++++ RECORD LIST
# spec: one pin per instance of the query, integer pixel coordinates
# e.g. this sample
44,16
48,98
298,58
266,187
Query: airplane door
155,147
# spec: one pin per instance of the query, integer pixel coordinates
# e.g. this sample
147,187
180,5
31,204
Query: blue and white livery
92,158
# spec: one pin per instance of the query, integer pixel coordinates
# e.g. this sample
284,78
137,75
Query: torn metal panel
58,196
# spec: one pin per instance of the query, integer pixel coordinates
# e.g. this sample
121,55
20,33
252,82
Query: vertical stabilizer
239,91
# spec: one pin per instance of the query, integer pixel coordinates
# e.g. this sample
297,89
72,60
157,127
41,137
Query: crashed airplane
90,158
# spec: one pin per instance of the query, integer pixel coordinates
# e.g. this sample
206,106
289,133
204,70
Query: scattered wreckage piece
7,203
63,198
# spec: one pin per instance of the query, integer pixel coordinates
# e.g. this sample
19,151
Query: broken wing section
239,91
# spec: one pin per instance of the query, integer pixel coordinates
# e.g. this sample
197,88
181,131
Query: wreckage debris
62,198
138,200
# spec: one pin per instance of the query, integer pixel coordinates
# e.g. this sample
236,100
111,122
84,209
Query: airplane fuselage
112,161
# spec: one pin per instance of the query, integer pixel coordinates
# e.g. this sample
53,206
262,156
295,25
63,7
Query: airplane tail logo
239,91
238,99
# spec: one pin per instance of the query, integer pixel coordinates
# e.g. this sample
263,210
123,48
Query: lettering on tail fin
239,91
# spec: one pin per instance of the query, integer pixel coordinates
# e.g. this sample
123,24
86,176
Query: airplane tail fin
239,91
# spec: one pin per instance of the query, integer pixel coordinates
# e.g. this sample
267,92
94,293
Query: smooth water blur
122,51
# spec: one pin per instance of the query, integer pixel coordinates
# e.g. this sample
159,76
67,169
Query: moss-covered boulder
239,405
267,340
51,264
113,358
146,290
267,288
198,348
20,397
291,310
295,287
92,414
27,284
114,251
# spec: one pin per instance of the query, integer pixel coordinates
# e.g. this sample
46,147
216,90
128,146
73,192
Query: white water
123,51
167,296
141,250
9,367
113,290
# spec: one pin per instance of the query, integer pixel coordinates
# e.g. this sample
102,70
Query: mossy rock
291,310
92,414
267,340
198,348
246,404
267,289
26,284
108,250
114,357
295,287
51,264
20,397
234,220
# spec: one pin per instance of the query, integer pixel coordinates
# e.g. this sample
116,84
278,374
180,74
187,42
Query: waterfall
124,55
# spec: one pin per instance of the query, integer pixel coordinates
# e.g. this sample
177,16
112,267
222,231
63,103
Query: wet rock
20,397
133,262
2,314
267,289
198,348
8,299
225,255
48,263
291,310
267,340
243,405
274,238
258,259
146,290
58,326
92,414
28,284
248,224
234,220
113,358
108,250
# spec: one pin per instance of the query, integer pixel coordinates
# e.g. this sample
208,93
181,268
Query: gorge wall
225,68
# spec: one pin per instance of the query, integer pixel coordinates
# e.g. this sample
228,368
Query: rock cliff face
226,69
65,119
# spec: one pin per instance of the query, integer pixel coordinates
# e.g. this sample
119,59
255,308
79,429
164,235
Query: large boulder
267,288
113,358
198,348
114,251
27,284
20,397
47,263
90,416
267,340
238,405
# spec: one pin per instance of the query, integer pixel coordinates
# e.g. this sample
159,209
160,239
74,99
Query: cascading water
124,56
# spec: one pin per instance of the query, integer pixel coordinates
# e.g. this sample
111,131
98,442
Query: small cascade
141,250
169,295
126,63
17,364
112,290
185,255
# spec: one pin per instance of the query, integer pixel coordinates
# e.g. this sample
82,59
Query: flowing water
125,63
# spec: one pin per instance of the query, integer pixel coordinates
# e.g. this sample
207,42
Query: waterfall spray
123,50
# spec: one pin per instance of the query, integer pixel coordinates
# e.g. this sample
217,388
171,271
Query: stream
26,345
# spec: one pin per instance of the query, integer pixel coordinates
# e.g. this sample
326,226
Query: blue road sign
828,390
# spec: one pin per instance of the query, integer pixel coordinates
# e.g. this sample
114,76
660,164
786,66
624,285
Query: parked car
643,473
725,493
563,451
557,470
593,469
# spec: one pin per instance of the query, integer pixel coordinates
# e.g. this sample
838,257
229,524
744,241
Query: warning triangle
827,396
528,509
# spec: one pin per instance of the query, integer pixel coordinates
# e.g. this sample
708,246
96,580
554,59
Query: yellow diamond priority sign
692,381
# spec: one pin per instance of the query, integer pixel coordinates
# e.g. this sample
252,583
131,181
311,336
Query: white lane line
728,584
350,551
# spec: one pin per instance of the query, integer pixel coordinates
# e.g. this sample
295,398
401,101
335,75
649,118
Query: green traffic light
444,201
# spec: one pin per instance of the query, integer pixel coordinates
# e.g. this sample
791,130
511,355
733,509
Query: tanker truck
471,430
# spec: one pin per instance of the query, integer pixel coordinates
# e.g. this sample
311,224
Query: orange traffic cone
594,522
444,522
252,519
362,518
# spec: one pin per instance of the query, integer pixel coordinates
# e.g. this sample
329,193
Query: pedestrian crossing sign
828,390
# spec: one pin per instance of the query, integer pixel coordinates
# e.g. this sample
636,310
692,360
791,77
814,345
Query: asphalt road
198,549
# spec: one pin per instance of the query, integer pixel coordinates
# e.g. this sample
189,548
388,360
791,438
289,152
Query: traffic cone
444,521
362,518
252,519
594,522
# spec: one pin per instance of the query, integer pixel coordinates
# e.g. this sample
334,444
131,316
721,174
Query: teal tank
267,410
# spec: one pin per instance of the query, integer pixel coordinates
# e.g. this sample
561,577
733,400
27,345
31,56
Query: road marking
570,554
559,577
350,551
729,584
++++++++
Each record must be returned exactly as it is written.

» **RESPONSE TO THIS EXERCISE**
# spec: one pin per instance of the query, integer pixel coordinates
# e.g. this sample
44,16
48,98
298,58
266,187
Query: airplane door
155,147
# spec: one pin per instance of the query, integer pixel coordinates
# e.g. this sample
147,187
180,5
31,204
Query: blue and white livery
92,158
# spec: one pin per instance of the query, integer pixel coordinates
# e.g. this sample
284,78
137,75
Query: torn metal panel
58,196
# spec: one pin per instance of the query, integer pixel coordinates
# e.g. this sample
121,55
20,33
252,82
Query: vertical stabilizer
239,91
# spec: one pin per instance of the query, integer pixel coordinates
# e.g. this sample
297,89
72,60
157,127
41,137
Query: crashed airplane
90,158
# spec: one pin per instance of the query, integer pixel coordinates
# e.g. this sample
206,106
289,133
204,70
Query: scattered wreckage piece
7,203
63,198
# spec: one pin per instance of the query, integer pixel coordinates
# e.g. this sample
19,151
Query: broken wing section
239,91
# spec: one pin per instance of the query, integer pixel coordinates
# e.g. this sample
197,88
181,131
Query: wreckage debris
62,198
138,200
# spec: one pin per instance of the query, integer pixel coordinates
# e.g. this sample
236,100
111,122
84,209
Query: airplane fuselage
112,161
# spec: one pin per instance of the query, integer pixel coordinates
# e.g. this sample
53,206
262,156
295,25
63,7
Query: airplane tail logo
239,91
238,99
# spec: one pin per instance of the query, integer pixel coordinates
# e.g. this sample
263,210
123,48
Query: lettering on tail fin
239,91
# spec: one pin per instance of the query, integer pixel coordinates
# e.g. this sample
123,24
86,176
Query: airplane tail fin
239,91
# spec: one pin per instance of the query, integer pixel coordinates
# e.g. this sample
267,92
94,293
Query: smooth water blur
122,51
# spec: one pin per instance of the query, integer pixel coordinates
# e.g. this sample
159,76
67,169
Query: moss-covered boulder
239,405
267,340
51,264
113,358
146,290
267,288
198,348
20,397
291,310
295,287
92,414
27,284
114,251
# spec: one pin per instance of the query, integer pixel coordinates
# e.g. this sample
46,147
216,90
128,146
73,192
Query: white water
123,51
167,296
141,250
9,367
113,290
# spec: one pin per instance of the query, integer pixel coordinates
# e.g. this sample
102,70
Query: mossy rock
291,310
92,414
267,340
198,348
246,404
267,289
26,284
108,250
114,357
295,287
51,264
20,397
234,220
# spec: one pin per instance of the query, integer pixel coordinates
# e.g. this sample
116,84
278,374
180,74
187,42
Query: waterfall
124,55
# spec: one pin per instance of the query, integer pixel coordinates
# e.g. this sample
177,16
112,267
222,231
63,103
Query: wet rock
20,397
133,262
2,314
267,289
198,348
8,299
225,255
48,263
291,310
267,340
243,405
274,238
258,259
146,290
58,326
92,414
28,284
248,224
234,220
113,358
108,250
# spec: one pin per instance of the query, integer pixel coordinates
# e.g. this sample
208,93
181,268
Query: gorge wall
225,68
# spec: one pin per instance of the query, integer pixel coordinates
# e.g. this sample
228,368
Query: rock cliff face
226,69
65,119
# spec: one pin per instance of the query, integer pixel coordinates
# e.g. this sample
119,59
255,308
79,429
164,235
Query: large boulder
267,288
113,358
198,348
114,251
27,284
20,397
47,263
90,416
267,340
238,405
# spec: one pin per instance of the query, integer pixel coordinates
# e.g. this sample
159,209
160,239
74,99
Query: cascading water
124,56
# spec: one pin per instance of the query, integer pixel coordinates
# e.g. this sample
111,131
98,442
Query: small cascade
141,250
169,295
126,63
17,364
112,290
185,255
# spec: one pin per instance of the query, integer pixel coordinates
# e.g. this sample
82,59
Query: flowing water
125,63
# spec: one pin per instance of the query, integer pixel coordinates
# e.g. this sample
207,42
Query: waterfall spray
123,50
# spec: one pin per instance of the query, integer pixel coordinates
# e.g. this sample
217,388
171,271
Query: stream
26,345
# spec: one pin per instance of the query, integer pixel coordinates
# e.g. this sample
326,226
Query: blue road sign
828,390
# spec: one pin per instance of the query, integer pixel coordinates
# e.g. this sample
114,76
660,164
786,66
624,285
Query: parked car
643,473
725,493
563,451
557,470
593,469
# spec: one pin per instance of the query, integer pixel coordinates
# e.g. this sample
838,257
229,524
744,241
Query: warning triangle
827,396
528,509
# spec: one pin per instance of the query, integer pixel coordinates
# e.g. this sample
708,246
96,580
554,59
Query: yellow diamond priority sign
692,381
# spec: one pin per instance of the query, integer pixel coordinates
# e.g. this sample
252,583
131,181
311,336
Query: white lane line
728,584
350,551
# spec: one pin per instance of the query, integer pixel coordinates
# e.g. this sample
295,398
401,101
335,75
649,118
Query: green traffic light
444,201
# spec: one pin per instance of the query, integer pixel coordinates
# e.g. this sample
791,130
511,355
733,509
Query: tanker truck
471,430
# spec: one pin per instance of the query, integer pixel coordinates
# e.g. this sample
311,224
Query: orange traffic cone
594,522
444,522
252,519
362,518
# spec: one pin per instance of the query, integer pixel coordinates
# e.g. this sample
329,193
Query: pedestrian crossing sign
828,390
# spec: one pin per instance of the query, integer pixel coordinates
# e.g. this sample
636,310
692,360
791,77
814,345
Query: asphalt road
198,549
# spec: one pin per instance of the query, integer pixel coordinates
# e.g. this sample
189,548
388,360
791,438
289,152
Query: traffic cone
444,521
362,518
252,519
594,522
# spec: one pin per instance of the query, integer pixel coordinates
# e.g. this sample
334,444
131,316
721,174
Query: teal tank
267,410
# spec: one pin per instance of the query, integer pixel coordinates
# e.g. this sample
561,577
733,400
27,345
31,56
Query: road marking
570,554
559,577
350,551
729,584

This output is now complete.